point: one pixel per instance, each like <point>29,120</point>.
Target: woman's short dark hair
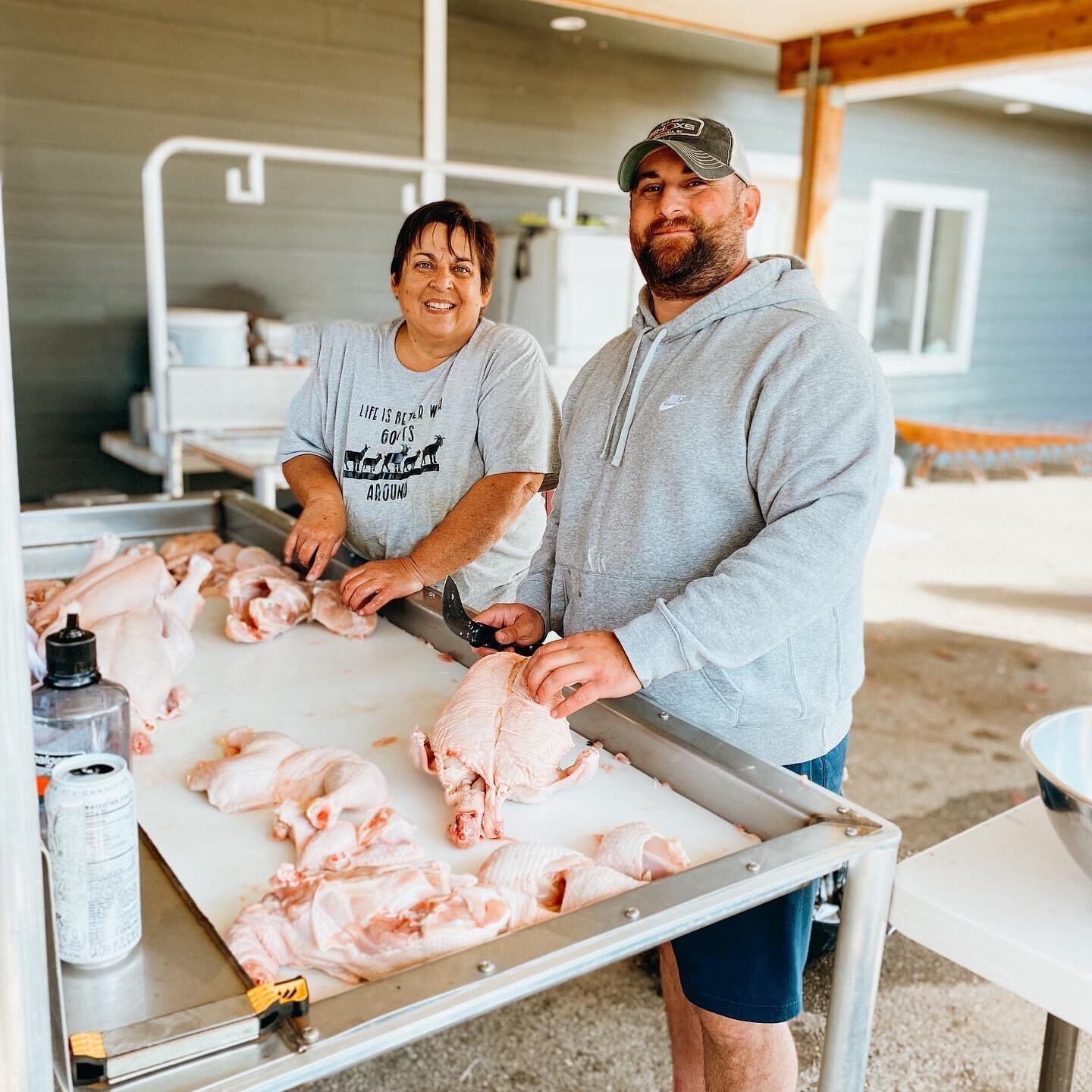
<point>452,215</point>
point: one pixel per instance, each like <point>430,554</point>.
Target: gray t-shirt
<point>406,446</point>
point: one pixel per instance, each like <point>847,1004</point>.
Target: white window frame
<point>926,199</point>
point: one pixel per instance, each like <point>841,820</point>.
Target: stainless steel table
<point>807,833</point>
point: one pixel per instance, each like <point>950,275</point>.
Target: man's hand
<point>595,660</point>
<point>369,588</point>
<point>516,623</point>
<point>318,534</point>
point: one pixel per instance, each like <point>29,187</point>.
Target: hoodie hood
<point>766,282</point>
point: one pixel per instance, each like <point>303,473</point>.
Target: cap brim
<point>627,171</point>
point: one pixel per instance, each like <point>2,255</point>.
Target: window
<point>921,282</point>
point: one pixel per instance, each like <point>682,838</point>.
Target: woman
<point>422,441</point>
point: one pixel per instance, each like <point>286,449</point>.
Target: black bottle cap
<point>70,657</point>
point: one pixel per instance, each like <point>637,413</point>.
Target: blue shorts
<point>751,967</point>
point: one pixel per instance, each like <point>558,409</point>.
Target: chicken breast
<point>531,876</point>
<point>263,603</point>
<point>328,610</point>
<point>642,852</point>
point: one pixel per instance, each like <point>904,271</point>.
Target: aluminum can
<point>91,818</point>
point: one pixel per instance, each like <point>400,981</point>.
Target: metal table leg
<point>1059,1055</point>
<point>858,959</point>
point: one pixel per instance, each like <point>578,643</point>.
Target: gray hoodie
<point>721,476</point>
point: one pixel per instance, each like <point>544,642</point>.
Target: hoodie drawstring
<point>632,409</point>
<point>622,391</point>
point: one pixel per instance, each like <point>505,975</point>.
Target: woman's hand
<point>318,533</point>
<point>369,587</point>
<point>516,623</point>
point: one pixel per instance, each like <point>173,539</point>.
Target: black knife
<point>476,633</point>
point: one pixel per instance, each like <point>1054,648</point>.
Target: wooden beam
<point>824,115</point>
<point>959,39</point>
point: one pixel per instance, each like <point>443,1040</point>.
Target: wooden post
<point>824,115</point>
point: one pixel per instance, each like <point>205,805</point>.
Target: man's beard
<point>677,271</point>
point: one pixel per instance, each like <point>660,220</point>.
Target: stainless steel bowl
<point>1060,748</point>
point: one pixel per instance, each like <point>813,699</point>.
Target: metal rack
<point>807,833</point>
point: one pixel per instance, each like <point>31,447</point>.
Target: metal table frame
<point>807,833</point>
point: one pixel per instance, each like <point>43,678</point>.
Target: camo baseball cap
<point>707,146</point>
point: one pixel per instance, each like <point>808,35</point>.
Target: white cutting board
<point>325,690</point>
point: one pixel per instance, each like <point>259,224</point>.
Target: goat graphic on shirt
<point>397,452</point>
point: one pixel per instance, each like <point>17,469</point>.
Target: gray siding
<point>1032,350</point>
<point>92,86</point>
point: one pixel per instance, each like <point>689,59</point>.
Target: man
<point>722,466</point>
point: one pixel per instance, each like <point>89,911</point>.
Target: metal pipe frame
<point>432,168</point>
<point>253,193</point>
<point>25,1044</point>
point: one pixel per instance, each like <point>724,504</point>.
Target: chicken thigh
<point>494,742</point>
<point>364,924</point>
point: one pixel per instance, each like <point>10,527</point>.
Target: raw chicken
<point>639,851</point>
<point>531,877</point>
<point>178,550</point>
<point>494,742</point>
<point>365,923</point>
<point>105,550</point>
<point>133,580</point>
<point>243,779</point>
<point>263,602</point>
<point>328,610</point>
<point>146,648</point>
<point>260,769</point>
<point>384,839</point>
<point>590,883</point>
<point>328,781</point>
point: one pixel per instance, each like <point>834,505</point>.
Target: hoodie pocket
<point>729,695</point>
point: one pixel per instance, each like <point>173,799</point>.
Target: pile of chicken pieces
<point>142,604</point>
<point>360,901</point>
<point>265,598</point>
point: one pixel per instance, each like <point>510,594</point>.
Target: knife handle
<point>485,637</point>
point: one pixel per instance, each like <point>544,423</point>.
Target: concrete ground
<point>978,602</point>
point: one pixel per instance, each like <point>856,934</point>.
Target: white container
<point>205,339</point>
<point>93,842</point>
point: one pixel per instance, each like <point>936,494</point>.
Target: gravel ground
<point>935,747</point>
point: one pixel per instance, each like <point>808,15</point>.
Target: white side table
<point>250,454</point>
<point>1006,901</point>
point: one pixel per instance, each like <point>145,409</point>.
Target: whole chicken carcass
<point>263,602</point>
<point>146,649</point>
<point>494,742</point>
<point>132,581</point>
<point>177,551</point>
<point>365,923</point>
<point>262,769</point>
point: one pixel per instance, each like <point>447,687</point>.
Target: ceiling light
<point>568,23</point>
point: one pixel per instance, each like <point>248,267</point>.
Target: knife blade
<point>475,633</point>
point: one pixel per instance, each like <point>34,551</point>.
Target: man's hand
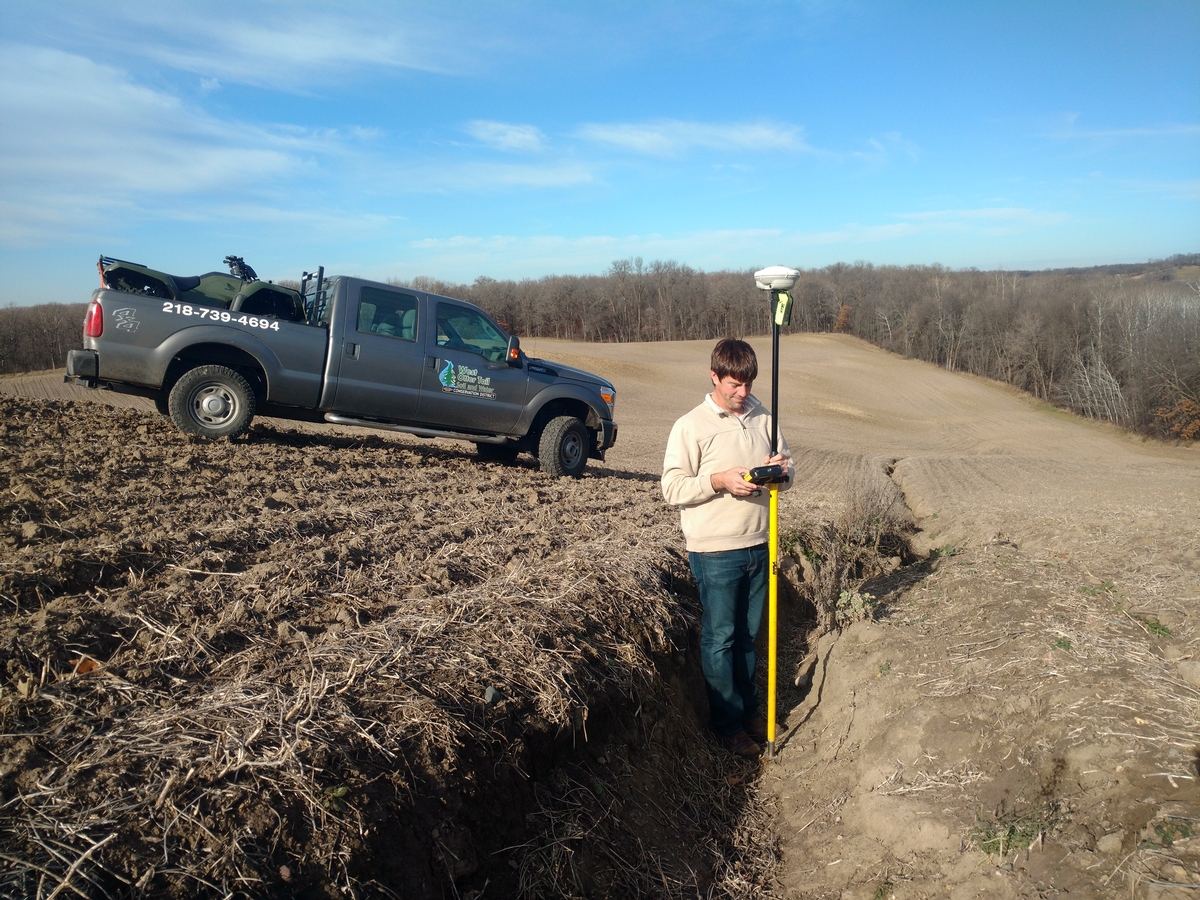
<point>732,480</point>
<point>779,460</point>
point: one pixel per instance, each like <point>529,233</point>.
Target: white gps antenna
<point>779,280</point>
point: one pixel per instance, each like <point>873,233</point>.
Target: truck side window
<point>388,312</point>
<point>463,329</point>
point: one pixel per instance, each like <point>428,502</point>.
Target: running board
<point>335,419</point>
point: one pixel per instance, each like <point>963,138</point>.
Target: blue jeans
<point>732,592</point>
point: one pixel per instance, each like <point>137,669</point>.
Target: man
<point>725,520</point>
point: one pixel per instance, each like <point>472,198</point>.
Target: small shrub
<point>1182,420</point>
<point>1157,628</point>
<point>1014,831</point>
<point>853,607</point>
<point>947,551</point>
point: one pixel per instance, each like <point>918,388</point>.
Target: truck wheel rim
<point>214,405</point>
<point>571,450</point>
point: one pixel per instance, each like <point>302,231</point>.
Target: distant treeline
<point>1120,342</point>
<point>36,337</point>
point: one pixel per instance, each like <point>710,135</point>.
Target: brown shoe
<point>756,729</point>
<point>742,744</point>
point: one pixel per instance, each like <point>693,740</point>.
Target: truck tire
<point>497,453</point>
<point>211,402</point>
<point>563,448</point>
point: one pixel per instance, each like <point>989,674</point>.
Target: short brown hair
<point>735,358</point>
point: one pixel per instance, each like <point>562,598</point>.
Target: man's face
<point>730,394</point>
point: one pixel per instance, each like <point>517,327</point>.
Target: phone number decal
<point>222,316</point>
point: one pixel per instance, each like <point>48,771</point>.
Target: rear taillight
<point>94,323</point>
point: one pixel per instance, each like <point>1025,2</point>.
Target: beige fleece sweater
<point>702,443</point>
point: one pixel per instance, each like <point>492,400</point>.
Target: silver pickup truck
<point>213,351</point>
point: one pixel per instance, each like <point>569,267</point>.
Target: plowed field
<point>323,661</point>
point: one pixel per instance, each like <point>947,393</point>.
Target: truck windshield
<point>461,328</point>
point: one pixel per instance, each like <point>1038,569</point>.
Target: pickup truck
<point>216,349</point>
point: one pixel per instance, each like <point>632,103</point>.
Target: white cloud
<point>83,143</point>
<point>671,137</point>
<point>503,136</point>
<point>287,46</point>
<point>472,178</point>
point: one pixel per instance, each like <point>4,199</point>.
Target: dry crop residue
<point>346,665</point>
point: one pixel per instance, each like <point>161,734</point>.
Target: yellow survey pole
<point>772,619</point>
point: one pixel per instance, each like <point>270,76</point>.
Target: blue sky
<point>520,139</point>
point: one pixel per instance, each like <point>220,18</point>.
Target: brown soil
<point>294,636</point>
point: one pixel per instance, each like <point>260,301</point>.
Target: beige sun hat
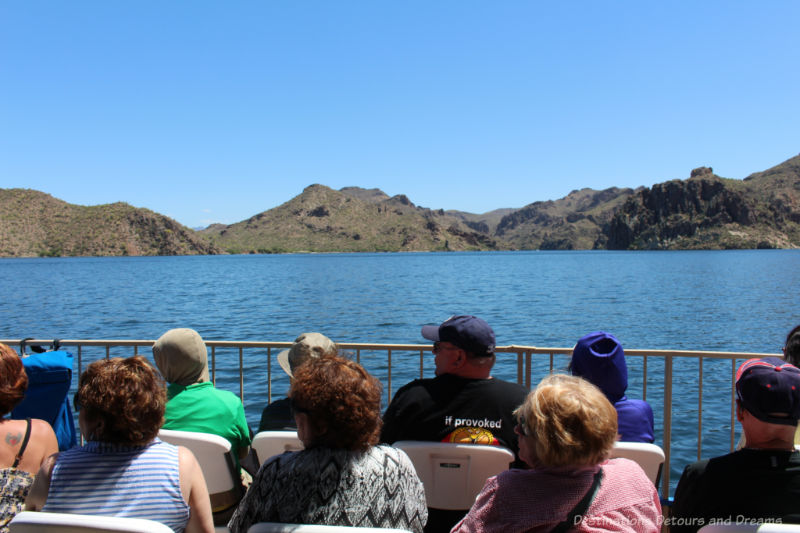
=-=-=
Repeat each line of the records exactly, dropping the pictures.

__RESULT OF THE TASK__:
point: one pixel per instance, each like <point>29,120</point>.
Target: woman's short dark hair
<point>452,215</point>
point: one pixel per instance, each like <point>430,554</point>.
Target: gray t-shirt
<point>406,446</point>
point: one pixel per instance, each like <point>847,1004</point>.
Target: white window frame
<point>926,199</point>
point: one pixel per instance, each like <point>841,820</point>.
Target: stainless steel table
<point>807,833</point>
point: one pixel per instance, each like <point>950,275</point>.
Target: man's hand
<point>595,660</point>
<point>369,588</point>
<point>516,623</point>
<point>318,534</point>
point: one pixel per instance, each like <point>29,187</point>.
Target: hoodie hood
<point>766,282</point>
point: one pixel per instance, each like <point>303,473</point>.
Target: cap brim
<point>627,171</point>
point: one pixel per instance, each like <point>2,255</point>.
Target: window
<point>921,282</point>
point: one pixel per instance, each like <point>682,838</point>.
Target: woman
<point>422,441</point>
point: one pixel per instance, each like <point>286,449</point>.
Target: black bottle cap
<point>70,657</point>
point: one pixel per instance, each like <point>637,413</point>.
Target: blue shorts
<point>751,967</point>
point: one pixel per instance, each like <point>558,409</point>.
Target: chicken breast
<point>531,876</point>
<point>263,603</point>
<point>328,610</point>
<point>642,852</point>
point: one pixel per instance, each like <point>904,271</point>.
Target: aluminum can
<point>91,818</point>
point: one pixel per instance, each like <point>400,981</point>.
Target: metal table leg
<point>1059,1055</point>
<point>858,959</point>
point: one pixel per instance, each like <point>578,643</point>.
Target: gray hoodie
<point>721,476</point>
point: one pixel per instance, each like <point>544,642</point>.
Target: hoodie drawstring
<point>632,409</point>
<point>622,391</point>
point: one pixel per instance, each like <point>505,975</point>.
Target: woman's hand
<point>318,533</point>
<point>369,587</point>
<point>516,623</point>
point: one pixel per instance, each like <point>173,539</point>.
Target: black knife
<point>476,633</point>
point: one pixel per instance, each like <point>1054,648</point>.
Target: wooden beam
<point>824,115</point>
<point>959,39</point>
point: one pixel per instance, each like <point>443,1040</point>.
Target: wooden post
<point>824,115</point>
point: one pixel per instance, each like <point>205,805</point>.
Target: man's beard
<point>677,271</point>
point: one pixel per instance, each like <point>660,220</point>.
Target: stainless steel bowl
<point>1060,748</point>
point: one pixel per instance, each like <point>813,699</point>.
Target: metal rack
<point>807,833</point>
point: one pixel per instance, each like <point>31,447</point>.
Target: metal table frame
<point>807,833</point>
point: one pixel per instance, each like <point>43,678</point>.
Target: camo baseball cap
<point>707,146</point>
point: one pixel per instance, each like <point>808,35</point>.
Target: white cutting board
<point>325,690</point>
point: one pixel per instance, each like <point>259,224</point>.
Target: goat graphic on shirt
<point>397,452</point>
point: one pixel per instance, each like <point>17,469</point>.
Target: gray siding
<point>1032,350</point>
<point>92,86</point>
point: one pixel per instance, each like <point>689,59</point>.
Target: man
<point>722,466</point>
point: one pixel per instance, each like <point>89,911</point>.
Target: metal pipe frame
<point>432,168</point>
<point>253,193</point>
<point>25,1044</point>
point: one pixel per instance, each like <point>724,504</point>.
Target: chicken thigh
<point>494,742</point>
<point>364,924</point>
point: one pixel per instance, each like <point>10,527</point>.
Target: raw chicken
<point>639,851</point>
<point>531,877</point>
<point>178,550</point>
<point>494,742</point>
<point>365,923</point>
<point>105,550</point>
<point>133,580</point>
<point>243,779</point>
<point>263,602</point>
<point>328,610</point>
<point>146,648</point>
<point>260,769</point>
<point>384,839</point>
<point>590,883</point>
<point>328,781</point>
point: one pixel per instance, each like <point>834,505</point>.
Target: hoodie pocket
<point>729,695</point>
point: one pixel per instance, each like <point>173,799</point>.
Target: pile of chicken pieces
<point>142,604</point>
<point>360,901</point>
<point>265,598</point>
point: one pixel per instance, each like <point>510,594</point>.
Target: knife handle
<point>485,637</point>
point: one pixel per instance, each like <point>544,423</point>.
Target: concrete ground
<point>978,602</point>
point: one pixel per instance, each like <point>856,934</point>.
Target: white container
<point>205,339</point>
<point>93,842</point>
point: one pixel per instance, each like <point>936,494</point>.
Target: gravel ground
<point>935,747</point>
point: one pixel per instance, each like <point>808,15</point>.
Target: white side table
<point>250,454</point>
<point>1006,901</point>
point: one pixel per instance, each like <point>145,409</point>.
Target: whole chicken carcass
<point>263,602</point>
<point>146,649</point>
<point>494,742</point>
<point>132,581</point>
<point>177,551</point>
<point>365,923</point>
<point>262,769</point>
point: one pixel per instance, each like <point>447,687</point>.
Target: ceiling light
<point>568,23</point>
point: one pixel per instance, each like <point>248,267</point>.
Target: knife blade
<point>475,633</point>
point: one pixel per instance, each like <point>34,551</point>.
Target: man's hand
<point>732,480</point>
<point>779,460</point>
point: one pixel per instance, each like <point>529,233</point>.
Target: white gps antenna
<point>779,280</point>
point: one pixel per instance, each like <point>873,233</point>.
Target: truck side window
<point>388,312</point>
<point>463,329</point>
point: one pixel per instance, each like <point>428,502</point>.
Target: running board
<point>335,419</point>
point: one pixel per instance, each like <point>963,138</point>.
Target: blue jeans
<point>732,592</point>
point: one pixel per instance, each like <point>137,669</point>.
Target: man
<point>725,520</point>
point: one pixel per instance, each like <point>472,198</point>.
Target: small shrub
<point>1182,420</point>
<point>1157,628</point>
<point>1014,831</point>
<point>853,607</point>
<point>947,551</point>
point: one pixel per instance, each like <point>918,388</point>.
Target: truck wheel rim
<point>214,405</point>
<point>571,450</point>
point: one pixel per instance, each like <point>302,231</point>.
Target: distant treeline
<point>1120,342</point>
<point>36,337</point>
point: one pixel per instance, each like <point>710,135</point>.
Target: brown shoe
<point>756,729</point>
<point>742,744</point>
point: one pixel per instance, each like <point>693,740</point>.
Target: truck tire
<point>497,453</point>
<point>211,402</point>
<point>563,448</point>
point: one pixel per instance, each like <point>989,674</point>.
Target: short brown hair
<point>735,358</point>
point: one pixel per instance, each like <point>562,598</point>.
Target: man's face
<point>730,394</point>
point: one pixel per instance, each like <point>517,327</point>.
Target: phone number decal
<point>222,316</point>
point: one pixel per instance, each like <point>48,771</point>.
Target: rear taillight
<point>94,323</point>
point: one pixel per instance, each like <point>1025,2</point>.
Target: beige fleece sweater
<point>702,443</point>
point: one pixel per instance, each like <point>492,400</point>.
Target: silver pickup truck
<point>213,351</point>
point: one pixel per instance, each like <point>569,267</point>.
Target: plowed field
<point>323,661</point>
point: one pixel per instance, each like <point>947,393</point>.
Target: truck windshield
<point>461,328</point>
point: one pixel per instance, each like <point>1038,569</point>.
Target: pickup truck
<point>216,349</point>
point: one pixel per instance, each like <point>632,103</point>.
Target: white cloud
<point>83,143</point>
<point>671,137</point>
<point>503,136</point>
<point>287,46</point>
<point>472,178</point>
point: one pixel per instance, each like <point>4,199</point>.
Target: dry crop residue
<point>346,665</point>
point: one pixel per instance, each like <point>161,734</point>.
Target: yellow survey pole
<point>772,619</point>
point: one pixel per instance, each like <point>270,76</point>.
Target: blue sky
<point>520,139</point>
point: one pixel per instance, each like <point>220,18</point>.
Target: brown soil
<point>294,636</point>
point: one pixel per instance, each like <point>260,301</point>.
Target: beige sun hat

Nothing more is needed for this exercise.